> _Problem description_: Can you reproduce all of the entries below verbatim, with every line left unchanged?
══ Input ══
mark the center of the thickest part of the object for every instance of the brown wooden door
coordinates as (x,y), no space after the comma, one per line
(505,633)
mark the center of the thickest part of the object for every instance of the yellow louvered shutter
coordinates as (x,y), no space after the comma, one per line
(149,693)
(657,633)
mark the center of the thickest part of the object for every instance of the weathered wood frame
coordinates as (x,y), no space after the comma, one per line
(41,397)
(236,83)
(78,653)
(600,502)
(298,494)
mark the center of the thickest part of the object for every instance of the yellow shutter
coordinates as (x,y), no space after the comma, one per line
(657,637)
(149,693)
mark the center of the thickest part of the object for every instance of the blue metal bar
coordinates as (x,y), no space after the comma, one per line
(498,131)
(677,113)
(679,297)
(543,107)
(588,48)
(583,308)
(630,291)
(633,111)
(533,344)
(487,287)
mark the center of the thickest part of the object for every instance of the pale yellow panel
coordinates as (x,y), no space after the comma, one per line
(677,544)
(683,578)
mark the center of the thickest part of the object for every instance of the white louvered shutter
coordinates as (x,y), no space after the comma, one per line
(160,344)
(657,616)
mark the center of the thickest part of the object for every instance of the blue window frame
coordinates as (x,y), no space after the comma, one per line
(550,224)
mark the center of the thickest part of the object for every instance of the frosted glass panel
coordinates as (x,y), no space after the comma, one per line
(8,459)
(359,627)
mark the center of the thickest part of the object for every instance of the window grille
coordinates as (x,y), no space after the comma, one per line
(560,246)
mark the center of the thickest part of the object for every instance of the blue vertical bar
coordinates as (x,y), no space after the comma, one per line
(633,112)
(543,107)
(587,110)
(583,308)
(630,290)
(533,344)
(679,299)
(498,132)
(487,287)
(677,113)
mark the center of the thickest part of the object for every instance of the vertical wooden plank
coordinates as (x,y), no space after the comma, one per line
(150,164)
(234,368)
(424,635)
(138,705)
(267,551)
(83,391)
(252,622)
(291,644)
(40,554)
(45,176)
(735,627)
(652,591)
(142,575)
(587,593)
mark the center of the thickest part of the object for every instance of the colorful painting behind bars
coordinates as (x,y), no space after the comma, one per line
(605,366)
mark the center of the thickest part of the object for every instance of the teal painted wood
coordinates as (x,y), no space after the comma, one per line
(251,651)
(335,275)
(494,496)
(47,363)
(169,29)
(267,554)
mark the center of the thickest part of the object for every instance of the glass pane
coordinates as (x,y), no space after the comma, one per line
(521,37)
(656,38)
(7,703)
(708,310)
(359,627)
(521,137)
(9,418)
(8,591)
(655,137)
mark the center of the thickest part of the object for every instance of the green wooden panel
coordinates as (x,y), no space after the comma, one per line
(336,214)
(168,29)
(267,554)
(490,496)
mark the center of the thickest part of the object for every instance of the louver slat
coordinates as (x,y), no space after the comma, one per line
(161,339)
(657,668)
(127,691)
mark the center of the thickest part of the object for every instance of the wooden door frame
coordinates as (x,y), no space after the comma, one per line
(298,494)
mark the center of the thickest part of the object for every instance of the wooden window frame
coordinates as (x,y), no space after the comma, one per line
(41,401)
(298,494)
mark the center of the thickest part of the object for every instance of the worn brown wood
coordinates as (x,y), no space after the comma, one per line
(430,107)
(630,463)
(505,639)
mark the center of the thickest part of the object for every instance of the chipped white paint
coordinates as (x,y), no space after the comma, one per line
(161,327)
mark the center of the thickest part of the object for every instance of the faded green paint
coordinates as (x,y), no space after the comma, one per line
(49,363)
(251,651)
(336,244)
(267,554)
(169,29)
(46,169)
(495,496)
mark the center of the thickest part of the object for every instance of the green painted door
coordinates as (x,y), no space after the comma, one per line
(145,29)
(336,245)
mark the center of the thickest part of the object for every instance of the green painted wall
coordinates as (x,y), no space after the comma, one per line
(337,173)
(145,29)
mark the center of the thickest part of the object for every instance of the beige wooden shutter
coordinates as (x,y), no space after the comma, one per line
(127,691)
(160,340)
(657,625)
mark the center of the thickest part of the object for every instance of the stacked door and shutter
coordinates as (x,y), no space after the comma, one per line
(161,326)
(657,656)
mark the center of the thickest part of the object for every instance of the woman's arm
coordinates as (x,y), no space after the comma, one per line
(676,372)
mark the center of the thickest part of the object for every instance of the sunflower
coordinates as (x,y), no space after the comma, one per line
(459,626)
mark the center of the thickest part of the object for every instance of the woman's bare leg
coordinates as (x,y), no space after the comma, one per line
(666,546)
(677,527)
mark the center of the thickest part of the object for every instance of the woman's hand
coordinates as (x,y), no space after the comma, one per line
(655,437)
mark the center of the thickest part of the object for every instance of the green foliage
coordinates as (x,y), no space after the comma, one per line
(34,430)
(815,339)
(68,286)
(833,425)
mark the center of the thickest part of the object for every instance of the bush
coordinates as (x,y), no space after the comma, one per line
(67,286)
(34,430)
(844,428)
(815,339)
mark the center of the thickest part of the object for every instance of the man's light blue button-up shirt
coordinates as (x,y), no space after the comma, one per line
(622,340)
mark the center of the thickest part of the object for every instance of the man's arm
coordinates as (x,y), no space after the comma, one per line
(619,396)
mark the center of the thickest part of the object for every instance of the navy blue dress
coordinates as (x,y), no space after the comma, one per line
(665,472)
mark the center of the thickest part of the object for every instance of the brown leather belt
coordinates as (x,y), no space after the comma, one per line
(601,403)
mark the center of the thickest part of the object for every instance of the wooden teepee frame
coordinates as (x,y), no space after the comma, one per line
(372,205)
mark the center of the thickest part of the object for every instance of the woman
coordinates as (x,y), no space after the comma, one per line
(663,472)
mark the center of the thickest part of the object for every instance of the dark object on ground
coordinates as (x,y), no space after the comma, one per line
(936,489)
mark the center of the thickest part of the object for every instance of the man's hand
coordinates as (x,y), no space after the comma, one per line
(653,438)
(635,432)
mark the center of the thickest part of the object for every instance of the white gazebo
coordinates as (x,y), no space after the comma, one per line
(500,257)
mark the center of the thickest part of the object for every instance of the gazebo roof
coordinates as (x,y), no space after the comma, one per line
═══
> _Response_:
mark the center of the thickest part of the object for every instance of the brown wooden door
coordinates as (x,y), no space after the comma, one per line
(505,633)
mark the center of the thickest part of the object for every instance of the yellow louvered shutter
coordinates as (x,y), no space after the comma, one per line
(149,693)
(657,633)
mark the center of the thickest part of the object for every instance of the weathered wood frame
coordinates as (x,y), no space after the comma, one per line
(41,397)
(236,83)
(78,653)
(600,502)
(298,494)
mark the center of the thickest part of the object for every instance of the yellow shutter
coordinates as (x,y), no space after the comma, one per line
(657,637)
(149,693)
mark the center of the thickest part of the object for every instance of the blue metal bar
coordinates as (x,y), no space after the comma, one per line
(498,131)
(677,113)
(679,297)
(543,107)
(588,48)
(583,308)
(630,291)
(633,111)
(533,344)
(487,287)
mark the center of the thickest part of the object for every instance of the pale yellow panel
coordinates as (x,y), no space after the comma, one per line
(677,544)
(683,578)
mark the center of the thickest part of the object for every instance of the white louvered shutter
coordinates as (x,y), no space after the comma, one per line
(160,344)
(657,616)
mark the center of the thickest part of the object for every instance of the blue window frame
coordinates as (x,y), no space after the comma, one per line
(550,224)
mark the center of the thickest part of the object for every instance of the frosted glass panel
coordinates as (x,y), no space after the comma, one per line
(8,459)
(359,627)
mark the center of the thickest part of the object for every instance of the window grille
coordinates as (x,y), no space after the comma, one per line
(560,246)
mark the center of the thickest part of the object for every instance of the blue vertical bar
coordinates as (x,y), no space after the comma, one per line
(633,112)
(543,107)
(587,110)
(583,308)
(630,290)
(533,344)
(679,299)
(498,132)
(487,287)
(677,113)
mark the center of the thickest part of the object for every instance of the vertical wooden plank
coordinates as (x,y), no space after the comma, one per line
(150,164)
(234,368)
(424,635)
(138,705)
(267,551)
(83,391)
(252,622)
(291,644)
(40,554)
(45,176)
(735,627)
(652,591)
(142,575)
(587,593)
mark the center of the thickest part of the object for every instance of the colorful painting behind bars
coordinates as (x,y), no space after the comma, one per line
(605,366)
mark the center of the thickest part of the object for every instance of the teal painted wood
coordinates as (x,y), no space after the comma, one per line
(251,651)
(335,275)
(494,496)
(47,363)
(169,29)
(267,554)
mark the center of the thickest part of the object for every instance of the glass pane
coordinates as (x,y), no space after the comma, one per line
(521,37)
(656,38)
(7,703)
(708,310)
(359,627)
(521,137)
(9,418)
(8,591)
(655,137)
mark the center of the thickest part of the object for every instance of the green wooden panel
coordinates as (x,y), no space after the comma, one per line
(336,214)
(168,29)
(267,554)
(490,496)
mark the center of the thickest part of the object for every instance of the louver slat
coordinates as (x,y), no space after the comma, one per line
(161,339)
(657,668)
(127,691)
mark the center of the thickest part of the object for every instance of the wooden door frame
coordinates as (x,y), no space after the comma, one per line
(298,494)
mark the center of the thickest part of the object for every instance of the wooden window frame
coordinates as (x,y), no space after the comma, one per line
(41,401)
(298,494)
mark the center of the thickest part of the object for every instance of the worn brown wood
coordinates as (x,y), no space after the comma, one per line
(430,107)
(630,463)
(505,639)
mark the center of the thickest part of the object for every instance of the chipped white paint
coordinates as (x,y), no space after the comma, one per line
(161,327)
mark the center of the thickest part of the object for every instance of the faded green paint
coordinates as (x,y), no space after the comma, one per line
(49,363)
(251,651)
(336,244)
(267,554)
(169,29)
(46,169)
(495,496)
mark the center of the thickest part of the object for every instance of the green painted door
coordinates as (x,y), no space after the comma, one per line
(145,29)
(336,245)
mark the center of the thickest part of the object for every instance of the green painted wall
coordinates as (x,y), no space after the comma, one per line
(337,173)
(145,29)
mark the center of the thickest part of the object for every instance of the beige wooden shutter
coordinates as (x,y), no space after the comma, one per line
(127,691)
(160,340)
(657,625)
mark the center of the thickest part of the object for every instance of the stacked door and shutter
coordinates as (x,y), no space after the comma, one per line
(161,326)
(657,656)
mark the center of the thickest part of the object for every instance of the woman's arm
coordinates as (x,y), no space after the comma, one per line
(676,372)
mark the center of the thickest part of the object for every instance of the sunflower
coordinates as (x,y), no space after the comma, one per line
(459,626)
mark the center of the thickest part of the object for every instance of the woman's bare leg
coordinates as (x,y), no space after the comma, one per line
(666,546)
(677,527)
mark the center of the thickest part of the object for every instance of the woman's hand
coordinates as (x,y), no space after the comma, one per line
(655,437)
mark the center of the thickest part of the object for every instance of the green foliage
coordinates as (x,y), no space after the comma, one per line
(34,430)
(815,339)
(68,286)
(833,425)
mark the center of the thickest part of the object for every instance of the bush
coordinates as (x,y), no space after the comma, one per line
(67,286)
(34,430)
(844,428)
(815,339)
mark the center of the thickest part of the object for every instance of the man's light blue button-up shirt
coordinates as (x,y), no space after the comma, one per line
(622,340)
mark the center of the thickest part of the object for every instance of the man's arm
coordinates as (x,y), no space after the comma, one per line
(619,396)
mark the center of the thickest part of the object for every instance of the navy blue dress
coordinates as (x,y), no space after the comma, one per line
(665,472)
mark the center of the thickest part of the object for every instance of the brown leather belt
coordinates as (x,y), no space after the comma, one per line
(601,403)
mark the center of the thickest part of the object for every instance of the wooden teepee frame
coordinates as (x,y), no space after the comma, one per line
(372,205)
mark the center of the thickest part of the object for every instance of the woman
coordinates as (x,y), no space after the comma, one per line
(663,472)
mark the center of the thickest part of the object for every instance of the dark object on ground
coordinates as (x,y), no space after the comma, one per line
(936,489)
mark the center of the thickest part of the object for every instance of the man's hand
coordinates as (x,y), no space after the comma, one per line
(653,438)
(635,432)
mark the center of the thickest part of the object for every instance of the white gazebo
coordinates as (x,y), no space after the comma, one per line
(500,257)
mark the center of the thickest part of the object for every instance of the gazebo roof
coordinates as (x,y), no space after the comma, one per line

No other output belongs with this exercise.